[Objective] In the listing below, take the part that opens with the line containing "the red real" and closes with the line containing "[(810, 614)]", and set those lines out as a numbered list with any blank lines left out.

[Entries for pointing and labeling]
## START

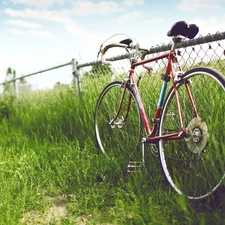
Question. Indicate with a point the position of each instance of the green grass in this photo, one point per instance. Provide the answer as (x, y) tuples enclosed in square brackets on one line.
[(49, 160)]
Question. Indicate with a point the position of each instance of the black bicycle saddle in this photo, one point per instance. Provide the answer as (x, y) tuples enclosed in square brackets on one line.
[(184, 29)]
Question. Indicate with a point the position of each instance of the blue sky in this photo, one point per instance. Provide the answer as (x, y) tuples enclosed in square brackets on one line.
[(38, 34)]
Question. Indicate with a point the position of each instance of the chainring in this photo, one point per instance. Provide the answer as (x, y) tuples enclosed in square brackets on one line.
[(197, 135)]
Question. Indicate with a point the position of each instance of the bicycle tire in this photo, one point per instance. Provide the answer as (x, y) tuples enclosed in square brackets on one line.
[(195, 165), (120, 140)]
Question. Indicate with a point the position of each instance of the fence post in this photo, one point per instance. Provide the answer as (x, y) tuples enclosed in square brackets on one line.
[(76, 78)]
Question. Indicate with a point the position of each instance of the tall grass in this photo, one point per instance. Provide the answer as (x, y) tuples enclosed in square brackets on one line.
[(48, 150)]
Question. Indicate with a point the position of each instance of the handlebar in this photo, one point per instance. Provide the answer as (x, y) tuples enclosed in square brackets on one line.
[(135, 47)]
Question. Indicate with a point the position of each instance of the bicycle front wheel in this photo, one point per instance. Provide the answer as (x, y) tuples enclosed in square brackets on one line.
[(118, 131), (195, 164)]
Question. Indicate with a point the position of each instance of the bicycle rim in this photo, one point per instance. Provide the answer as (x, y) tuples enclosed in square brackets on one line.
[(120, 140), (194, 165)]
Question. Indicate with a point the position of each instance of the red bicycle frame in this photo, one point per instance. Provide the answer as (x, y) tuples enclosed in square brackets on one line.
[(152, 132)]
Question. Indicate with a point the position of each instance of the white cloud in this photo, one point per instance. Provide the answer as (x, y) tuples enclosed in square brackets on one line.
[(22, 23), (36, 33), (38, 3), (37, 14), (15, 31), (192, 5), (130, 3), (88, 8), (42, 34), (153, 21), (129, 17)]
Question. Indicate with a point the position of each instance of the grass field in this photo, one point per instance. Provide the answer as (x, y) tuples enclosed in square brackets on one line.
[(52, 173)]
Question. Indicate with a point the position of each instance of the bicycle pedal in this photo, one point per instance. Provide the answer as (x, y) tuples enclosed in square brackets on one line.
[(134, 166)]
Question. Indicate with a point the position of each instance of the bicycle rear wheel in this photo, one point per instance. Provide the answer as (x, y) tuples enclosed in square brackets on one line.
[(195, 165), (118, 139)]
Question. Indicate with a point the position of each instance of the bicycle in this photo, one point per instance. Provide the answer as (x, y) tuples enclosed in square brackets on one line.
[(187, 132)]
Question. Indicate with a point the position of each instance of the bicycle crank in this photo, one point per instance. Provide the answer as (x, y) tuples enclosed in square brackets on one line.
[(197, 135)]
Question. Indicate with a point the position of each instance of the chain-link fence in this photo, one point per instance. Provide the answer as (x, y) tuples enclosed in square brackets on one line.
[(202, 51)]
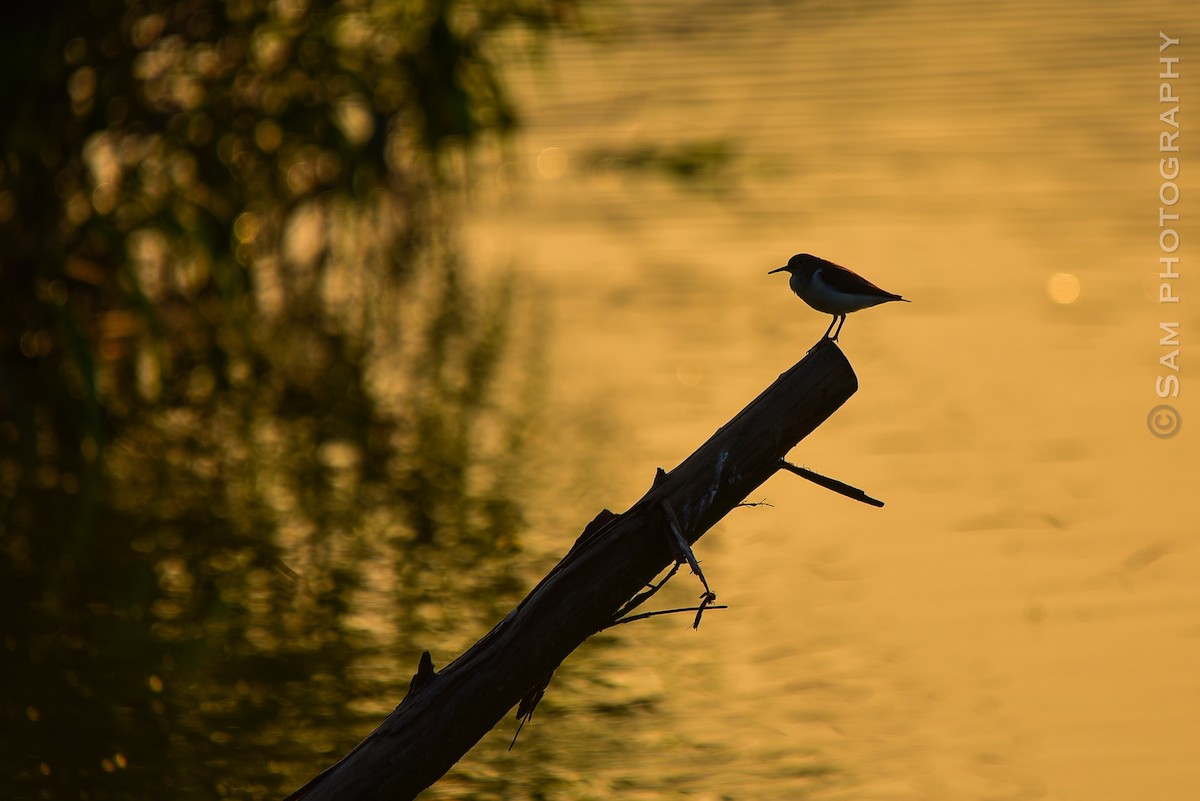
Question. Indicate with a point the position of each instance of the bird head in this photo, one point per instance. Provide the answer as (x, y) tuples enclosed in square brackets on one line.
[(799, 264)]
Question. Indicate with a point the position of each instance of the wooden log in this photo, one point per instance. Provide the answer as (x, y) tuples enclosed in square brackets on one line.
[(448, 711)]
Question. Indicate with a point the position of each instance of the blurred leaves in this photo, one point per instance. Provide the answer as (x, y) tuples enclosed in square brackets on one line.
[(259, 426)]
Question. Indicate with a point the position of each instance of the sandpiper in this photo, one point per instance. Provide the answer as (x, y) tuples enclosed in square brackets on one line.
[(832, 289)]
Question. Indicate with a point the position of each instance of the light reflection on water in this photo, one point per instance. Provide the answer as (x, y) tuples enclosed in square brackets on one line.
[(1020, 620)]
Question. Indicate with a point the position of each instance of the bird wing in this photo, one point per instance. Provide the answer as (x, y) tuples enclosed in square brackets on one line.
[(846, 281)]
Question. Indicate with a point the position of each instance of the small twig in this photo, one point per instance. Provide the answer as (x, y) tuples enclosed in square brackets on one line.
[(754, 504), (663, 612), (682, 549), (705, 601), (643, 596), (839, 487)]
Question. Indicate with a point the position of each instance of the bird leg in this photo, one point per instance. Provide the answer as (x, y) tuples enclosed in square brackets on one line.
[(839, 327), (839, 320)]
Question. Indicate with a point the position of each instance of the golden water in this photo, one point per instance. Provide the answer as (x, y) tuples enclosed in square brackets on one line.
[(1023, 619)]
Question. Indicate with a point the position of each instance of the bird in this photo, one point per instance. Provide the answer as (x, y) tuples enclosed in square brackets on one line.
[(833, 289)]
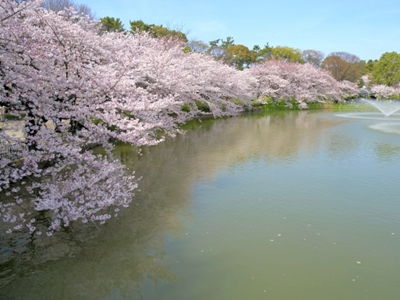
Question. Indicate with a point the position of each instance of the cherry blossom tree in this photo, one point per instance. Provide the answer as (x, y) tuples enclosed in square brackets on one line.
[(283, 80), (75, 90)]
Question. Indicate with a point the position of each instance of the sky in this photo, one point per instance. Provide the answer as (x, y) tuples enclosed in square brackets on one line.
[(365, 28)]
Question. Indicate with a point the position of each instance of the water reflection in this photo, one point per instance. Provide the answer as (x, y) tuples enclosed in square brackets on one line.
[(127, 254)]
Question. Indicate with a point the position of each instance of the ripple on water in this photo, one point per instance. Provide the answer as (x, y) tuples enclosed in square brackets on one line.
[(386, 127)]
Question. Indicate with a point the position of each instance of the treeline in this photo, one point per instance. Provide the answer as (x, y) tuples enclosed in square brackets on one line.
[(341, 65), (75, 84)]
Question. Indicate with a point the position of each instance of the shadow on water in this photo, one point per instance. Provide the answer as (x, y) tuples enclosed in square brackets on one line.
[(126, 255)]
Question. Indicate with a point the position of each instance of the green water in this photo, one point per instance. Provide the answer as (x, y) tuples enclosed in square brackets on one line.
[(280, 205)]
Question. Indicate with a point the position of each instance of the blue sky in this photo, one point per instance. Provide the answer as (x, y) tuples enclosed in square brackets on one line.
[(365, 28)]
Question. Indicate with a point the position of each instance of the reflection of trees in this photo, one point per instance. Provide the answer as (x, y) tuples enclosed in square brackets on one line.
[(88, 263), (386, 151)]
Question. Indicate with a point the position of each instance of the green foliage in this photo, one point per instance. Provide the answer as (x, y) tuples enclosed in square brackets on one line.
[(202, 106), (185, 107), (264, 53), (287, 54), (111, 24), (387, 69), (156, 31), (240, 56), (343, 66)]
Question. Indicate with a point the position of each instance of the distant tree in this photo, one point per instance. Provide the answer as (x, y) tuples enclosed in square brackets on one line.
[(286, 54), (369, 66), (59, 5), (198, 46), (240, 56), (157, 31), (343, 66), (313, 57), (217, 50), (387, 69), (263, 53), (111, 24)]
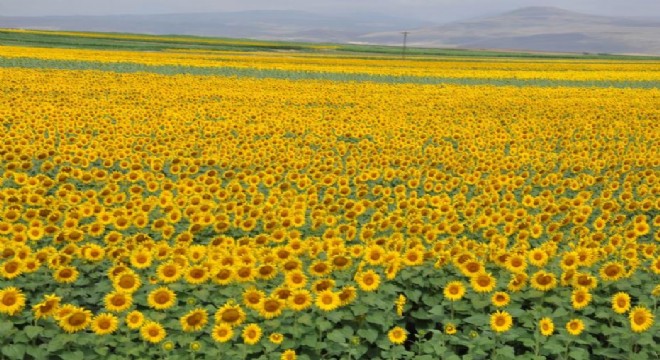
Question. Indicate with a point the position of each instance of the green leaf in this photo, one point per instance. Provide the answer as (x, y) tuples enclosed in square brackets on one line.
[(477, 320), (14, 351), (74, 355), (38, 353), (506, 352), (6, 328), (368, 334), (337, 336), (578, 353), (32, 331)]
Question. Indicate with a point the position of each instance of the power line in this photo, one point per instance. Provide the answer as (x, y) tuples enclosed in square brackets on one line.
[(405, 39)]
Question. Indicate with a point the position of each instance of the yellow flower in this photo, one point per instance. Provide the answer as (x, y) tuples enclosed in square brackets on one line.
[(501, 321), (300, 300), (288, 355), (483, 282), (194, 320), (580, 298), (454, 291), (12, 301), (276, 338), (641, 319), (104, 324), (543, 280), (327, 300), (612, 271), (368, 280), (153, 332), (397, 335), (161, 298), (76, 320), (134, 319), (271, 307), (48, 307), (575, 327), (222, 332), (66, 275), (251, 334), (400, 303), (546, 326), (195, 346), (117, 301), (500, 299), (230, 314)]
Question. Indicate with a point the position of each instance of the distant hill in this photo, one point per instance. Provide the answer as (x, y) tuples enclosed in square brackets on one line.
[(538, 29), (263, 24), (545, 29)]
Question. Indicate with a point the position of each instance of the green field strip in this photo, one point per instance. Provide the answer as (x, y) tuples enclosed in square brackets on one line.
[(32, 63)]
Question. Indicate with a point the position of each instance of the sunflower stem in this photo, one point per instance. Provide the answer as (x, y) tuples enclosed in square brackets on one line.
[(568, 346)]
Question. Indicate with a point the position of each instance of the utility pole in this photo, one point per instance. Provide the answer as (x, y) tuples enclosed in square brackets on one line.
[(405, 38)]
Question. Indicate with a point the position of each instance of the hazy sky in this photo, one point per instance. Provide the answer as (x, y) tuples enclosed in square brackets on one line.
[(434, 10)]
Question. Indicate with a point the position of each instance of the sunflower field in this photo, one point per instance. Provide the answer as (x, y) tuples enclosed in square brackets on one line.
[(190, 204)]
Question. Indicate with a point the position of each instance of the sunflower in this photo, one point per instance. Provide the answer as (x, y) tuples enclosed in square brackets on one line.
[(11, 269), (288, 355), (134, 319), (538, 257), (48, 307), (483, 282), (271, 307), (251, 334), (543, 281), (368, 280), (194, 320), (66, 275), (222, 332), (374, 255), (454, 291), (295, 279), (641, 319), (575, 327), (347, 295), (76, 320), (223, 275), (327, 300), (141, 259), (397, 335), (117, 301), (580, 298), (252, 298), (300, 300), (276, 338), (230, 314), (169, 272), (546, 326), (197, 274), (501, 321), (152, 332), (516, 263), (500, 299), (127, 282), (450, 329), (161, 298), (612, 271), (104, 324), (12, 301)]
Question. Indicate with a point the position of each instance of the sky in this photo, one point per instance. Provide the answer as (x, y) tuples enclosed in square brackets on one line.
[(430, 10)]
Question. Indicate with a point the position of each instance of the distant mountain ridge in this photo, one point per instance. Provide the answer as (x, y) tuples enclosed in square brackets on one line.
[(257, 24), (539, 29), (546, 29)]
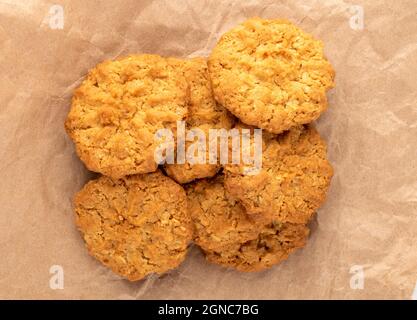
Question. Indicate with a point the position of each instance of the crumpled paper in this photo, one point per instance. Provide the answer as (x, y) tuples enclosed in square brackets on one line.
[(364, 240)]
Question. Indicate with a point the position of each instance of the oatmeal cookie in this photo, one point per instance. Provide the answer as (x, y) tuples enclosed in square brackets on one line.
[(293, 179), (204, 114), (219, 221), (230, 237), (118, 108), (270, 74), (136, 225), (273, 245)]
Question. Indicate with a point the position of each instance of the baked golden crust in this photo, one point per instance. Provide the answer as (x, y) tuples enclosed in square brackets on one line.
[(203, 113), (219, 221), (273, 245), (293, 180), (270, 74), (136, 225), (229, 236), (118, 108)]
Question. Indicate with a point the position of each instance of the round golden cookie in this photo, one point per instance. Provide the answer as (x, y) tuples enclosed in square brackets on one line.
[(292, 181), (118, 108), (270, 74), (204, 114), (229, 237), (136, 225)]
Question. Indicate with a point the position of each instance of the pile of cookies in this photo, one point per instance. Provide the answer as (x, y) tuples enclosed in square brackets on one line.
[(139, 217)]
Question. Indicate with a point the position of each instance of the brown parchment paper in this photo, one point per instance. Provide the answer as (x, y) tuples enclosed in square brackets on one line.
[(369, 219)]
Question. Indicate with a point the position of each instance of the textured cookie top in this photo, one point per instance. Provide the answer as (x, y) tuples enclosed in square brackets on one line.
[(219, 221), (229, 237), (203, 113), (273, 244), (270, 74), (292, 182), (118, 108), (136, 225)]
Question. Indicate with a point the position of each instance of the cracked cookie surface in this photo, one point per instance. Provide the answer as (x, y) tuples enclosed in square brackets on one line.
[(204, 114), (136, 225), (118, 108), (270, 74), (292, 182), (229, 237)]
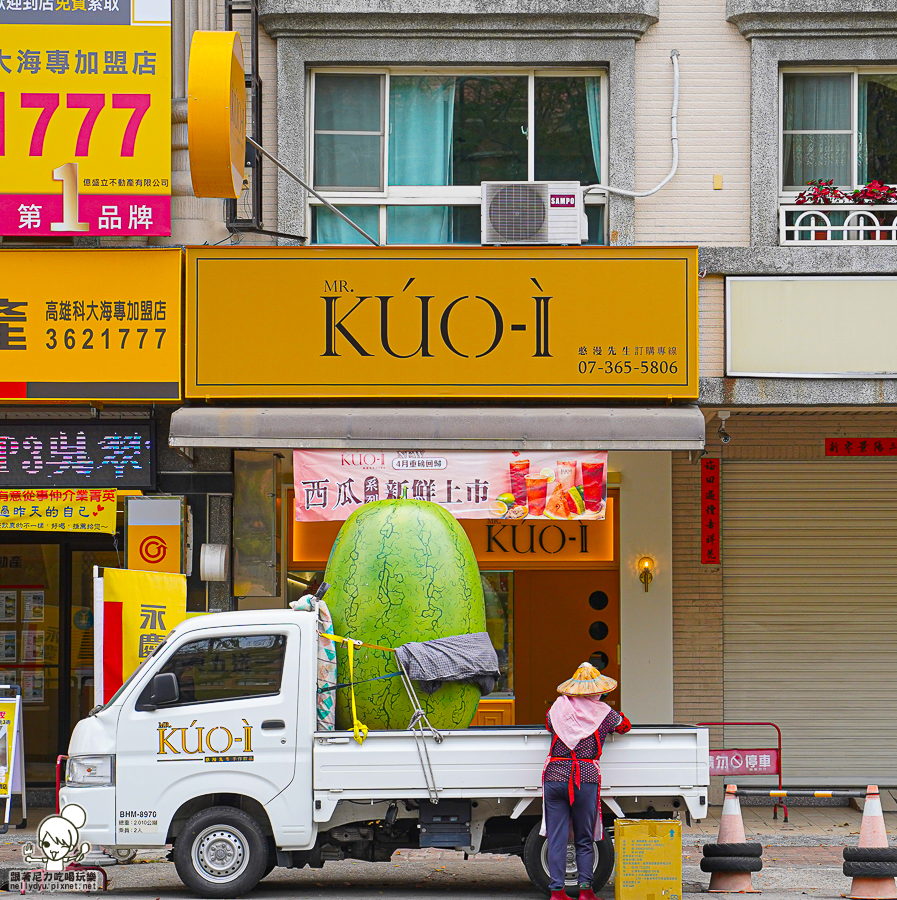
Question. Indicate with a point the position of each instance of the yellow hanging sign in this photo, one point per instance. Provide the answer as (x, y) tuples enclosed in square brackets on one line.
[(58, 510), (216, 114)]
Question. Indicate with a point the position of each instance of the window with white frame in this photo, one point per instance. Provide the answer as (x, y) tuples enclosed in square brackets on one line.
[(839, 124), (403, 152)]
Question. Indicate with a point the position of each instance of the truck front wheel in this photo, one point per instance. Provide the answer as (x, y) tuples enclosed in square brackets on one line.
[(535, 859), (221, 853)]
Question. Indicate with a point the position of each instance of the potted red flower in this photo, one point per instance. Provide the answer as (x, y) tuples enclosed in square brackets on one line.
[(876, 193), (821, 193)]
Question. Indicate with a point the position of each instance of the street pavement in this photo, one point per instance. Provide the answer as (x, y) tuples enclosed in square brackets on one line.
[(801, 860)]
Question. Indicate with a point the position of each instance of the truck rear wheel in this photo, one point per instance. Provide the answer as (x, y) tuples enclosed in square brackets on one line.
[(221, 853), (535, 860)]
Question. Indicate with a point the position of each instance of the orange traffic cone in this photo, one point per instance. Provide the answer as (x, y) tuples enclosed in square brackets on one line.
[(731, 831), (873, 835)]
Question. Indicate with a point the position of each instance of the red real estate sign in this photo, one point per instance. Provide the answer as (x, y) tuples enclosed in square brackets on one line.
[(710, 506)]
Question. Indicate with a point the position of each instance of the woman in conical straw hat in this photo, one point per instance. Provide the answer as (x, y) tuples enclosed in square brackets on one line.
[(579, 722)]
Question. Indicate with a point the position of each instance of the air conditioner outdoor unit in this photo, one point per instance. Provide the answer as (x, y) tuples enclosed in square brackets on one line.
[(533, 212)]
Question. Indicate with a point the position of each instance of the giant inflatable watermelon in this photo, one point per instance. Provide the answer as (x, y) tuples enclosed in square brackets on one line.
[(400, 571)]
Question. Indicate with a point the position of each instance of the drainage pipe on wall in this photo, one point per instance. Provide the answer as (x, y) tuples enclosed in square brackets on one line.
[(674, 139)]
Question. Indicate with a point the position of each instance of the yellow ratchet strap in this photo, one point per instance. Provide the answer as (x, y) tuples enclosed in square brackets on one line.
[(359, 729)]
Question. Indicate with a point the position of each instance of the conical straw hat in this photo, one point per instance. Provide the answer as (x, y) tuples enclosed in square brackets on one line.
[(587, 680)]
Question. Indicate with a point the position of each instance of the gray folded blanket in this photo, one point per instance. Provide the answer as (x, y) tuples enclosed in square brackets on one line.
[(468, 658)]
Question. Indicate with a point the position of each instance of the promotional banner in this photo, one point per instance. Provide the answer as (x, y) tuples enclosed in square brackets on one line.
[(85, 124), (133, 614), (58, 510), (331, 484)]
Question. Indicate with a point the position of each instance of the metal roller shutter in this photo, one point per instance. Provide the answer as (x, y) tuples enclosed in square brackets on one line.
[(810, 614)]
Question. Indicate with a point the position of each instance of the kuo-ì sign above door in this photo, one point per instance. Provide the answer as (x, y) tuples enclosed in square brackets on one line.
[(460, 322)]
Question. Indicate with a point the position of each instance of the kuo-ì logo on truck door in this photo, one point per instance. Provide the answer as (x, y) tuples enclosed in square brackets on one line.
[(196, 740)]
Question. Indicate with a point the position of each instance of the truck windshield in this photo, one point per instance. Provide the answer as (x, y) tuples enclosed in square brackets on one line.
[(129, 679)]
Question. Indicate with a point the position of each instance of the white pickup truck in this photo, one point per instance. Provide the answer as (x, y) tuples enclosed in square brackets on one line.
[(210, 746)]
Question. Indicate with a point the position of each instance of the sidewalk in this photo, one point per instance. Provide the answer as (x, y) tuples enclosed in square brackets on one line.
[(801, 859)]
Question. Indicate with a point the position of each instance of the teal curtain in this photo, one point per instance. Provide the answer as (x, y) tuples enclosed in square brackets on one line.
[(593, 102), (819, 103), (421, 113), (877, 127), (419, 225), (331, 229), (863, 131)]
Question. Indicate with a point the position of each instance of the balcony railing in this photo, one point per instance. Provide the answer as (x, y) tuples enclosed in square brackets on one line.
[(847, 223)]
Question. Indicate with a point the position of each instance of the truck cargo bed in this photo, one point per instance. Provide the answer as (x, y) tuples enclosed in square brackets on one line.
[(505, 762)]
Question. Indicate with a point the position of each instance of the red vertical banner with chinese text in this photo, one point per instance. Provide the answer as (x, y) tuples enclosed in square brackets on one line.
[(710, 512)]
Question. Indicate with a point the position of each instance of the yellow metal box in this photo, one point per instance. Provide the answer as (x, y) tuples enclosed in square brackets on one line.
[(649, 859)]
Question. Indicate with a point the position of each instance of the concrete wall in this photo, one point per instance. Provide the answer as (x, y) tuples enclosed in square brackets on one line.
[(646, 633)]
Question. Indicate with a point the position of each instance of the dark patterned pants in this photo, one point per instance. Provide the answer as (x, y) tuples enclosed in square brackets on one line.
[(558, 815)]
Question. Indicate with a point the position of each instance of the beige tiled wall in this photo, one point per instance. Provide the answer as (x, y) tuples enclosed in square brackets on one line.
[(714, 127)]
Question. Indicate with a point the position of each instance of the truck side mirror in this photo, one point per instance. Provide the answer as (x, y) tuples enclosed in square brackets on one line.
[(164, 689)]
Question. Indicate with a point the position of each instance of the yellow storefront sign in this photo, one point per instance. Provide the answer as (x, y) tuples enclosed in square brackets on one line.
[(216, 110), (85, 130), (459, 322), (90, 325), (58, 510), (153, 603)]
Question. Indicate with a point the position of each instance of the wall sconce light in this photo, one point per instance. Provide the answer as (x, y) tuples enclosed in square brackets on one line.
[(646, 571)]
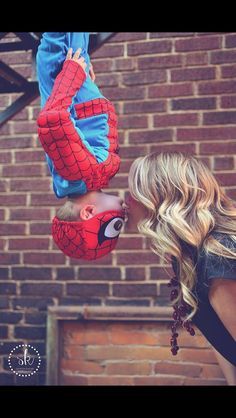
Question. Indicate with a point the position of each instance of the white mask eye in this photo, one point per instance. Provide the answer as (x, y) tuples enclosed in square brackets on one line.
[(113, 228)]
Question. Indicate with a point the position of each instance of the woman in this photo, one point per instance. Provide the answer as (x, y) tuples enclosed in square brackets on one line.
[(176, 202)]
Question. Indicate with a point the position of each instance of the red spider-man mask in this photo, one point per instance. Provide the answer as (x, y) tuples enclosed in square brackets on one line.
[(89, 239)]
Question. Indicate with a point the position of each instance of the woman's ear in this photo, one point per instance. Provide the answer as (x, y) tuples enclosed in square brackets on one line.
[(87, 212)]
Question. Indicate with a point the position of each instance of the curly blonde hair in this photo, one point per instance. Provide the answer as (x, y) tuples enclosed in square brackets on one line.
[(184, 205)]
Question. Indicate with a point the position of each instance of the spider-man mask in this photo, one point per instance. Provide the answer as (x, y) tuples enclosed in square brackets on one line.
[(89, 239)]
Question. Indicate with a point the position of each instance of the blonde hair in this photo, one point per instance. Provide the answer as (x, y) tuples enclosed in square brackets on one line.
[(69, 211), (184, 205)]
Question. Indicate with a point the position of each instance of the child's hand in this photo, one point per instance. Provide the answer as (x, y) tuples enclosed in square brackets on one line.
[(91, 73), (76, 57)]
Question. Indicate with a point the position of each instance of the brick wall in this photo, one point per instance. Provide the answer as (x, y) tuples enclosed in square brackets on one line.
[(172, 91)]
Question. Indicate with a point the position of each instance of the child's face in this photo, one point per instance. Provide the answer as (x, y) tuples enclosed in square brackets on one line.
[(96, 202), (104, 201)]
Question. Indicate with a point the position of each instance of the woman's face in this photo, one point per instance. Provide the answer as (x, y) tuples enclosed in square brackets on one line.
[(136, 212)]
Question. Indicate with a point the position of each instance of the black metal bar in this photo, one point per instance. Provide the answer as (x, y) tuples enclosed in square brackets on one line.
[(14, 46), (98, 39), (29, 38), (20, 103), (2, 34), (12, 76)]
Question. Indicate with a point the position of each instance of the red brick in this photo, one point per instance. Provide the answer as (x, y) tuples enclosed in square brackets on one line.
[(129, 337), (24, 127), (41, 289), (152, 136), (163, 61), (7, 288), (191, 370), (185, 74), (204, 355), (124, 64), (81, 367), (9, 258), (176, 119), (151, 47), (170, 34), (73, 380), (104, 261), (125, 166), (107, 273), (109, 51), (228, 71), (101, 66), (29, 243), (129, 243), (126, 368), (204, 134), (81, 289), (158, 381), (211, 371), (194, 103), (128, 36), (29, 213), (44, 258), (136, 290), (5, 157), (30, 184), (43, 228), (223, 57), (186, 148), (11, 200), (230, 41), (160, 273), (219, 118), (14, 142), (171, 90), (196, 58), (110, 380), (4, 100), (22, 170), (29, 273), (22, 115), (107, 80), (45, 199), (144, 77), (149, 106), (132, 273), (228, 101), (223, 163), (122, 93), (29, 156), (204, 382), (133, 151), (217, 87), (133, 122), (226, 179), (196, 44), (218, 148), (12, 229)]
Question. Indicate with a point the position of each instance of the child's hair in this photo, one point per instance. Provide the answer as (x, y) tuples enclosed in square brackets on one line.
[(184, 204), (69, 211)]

## END

[Answer to the problem]
1. Question. Indicate with a point the position of each instance of the red real estate sign in this photo, one point per instance. Provide the answer as (x, y) tuples enclosed in square brackets on one line.
2. [(710, 506)]
3. Question. Indicate with a point the position of each instance of the woman in conical straw hat in this photo, one point per instance. Provide the answer as (x, y) tuples enclosed in square brackets on one line.
4. [(579, 722)]
5. Question. Indicate with a point the position of each instance of the air conditioner outdoor unit in this photo, one point per instance. Provide the answer as (x, y) tuples enclosed in square brackets on one line.
6. [(533, 212)]
7. Question. Indicate with a point the position of each instance of the giant inflatable watermelon in this photo, one point per instance. Provide the answer as (x, y) tuples enclosed in square brackets on one line.
8. [(400, 571)]
9. Question. Indicate with a point the position of each instance of the drainage pipe on wall in this photo, one point per instance. Provide the answer as (x, y) tuples enclosed in square brackets on one line.
10. [(674, 139)]
11. Question. Indicate with a point the position of each instance of the yellow ratchet strap in this photo, one point per instance. Provide the answer as (x, y) tuples enclosed in square brackets on one line.
12. [(359, 729)]
13. Question. Indicate with a point the position of each instance of the conical straw hat in this photo, one point per instance. Provide the answer as (x, y) tuples enclosed in square brackets on one line.
14. [(587, 680)]
15. Question. Indicate with a point the position of each instance of the gray folded blanket in this photo, one point per instance. Provide the answer as (x, y) tuples enclosed in square brackets on one line.
16. [(468, 658)]
17. Question. Indicate with a point the position of each instance of the promotional banner in this photo, one point per instance. Provide the answer as (x, y) tuples enclosed in square brackets on one line.
18. [(85, 124), (133, 614), (58, 510), (331, 484)]
19. Question. Indicate with a point the position of each instance of the metal roller shutter in this photo, one point per instance. Provide the answer as (x, y) tuples enclosed in square brackets on one line.
20. [(810, 614)]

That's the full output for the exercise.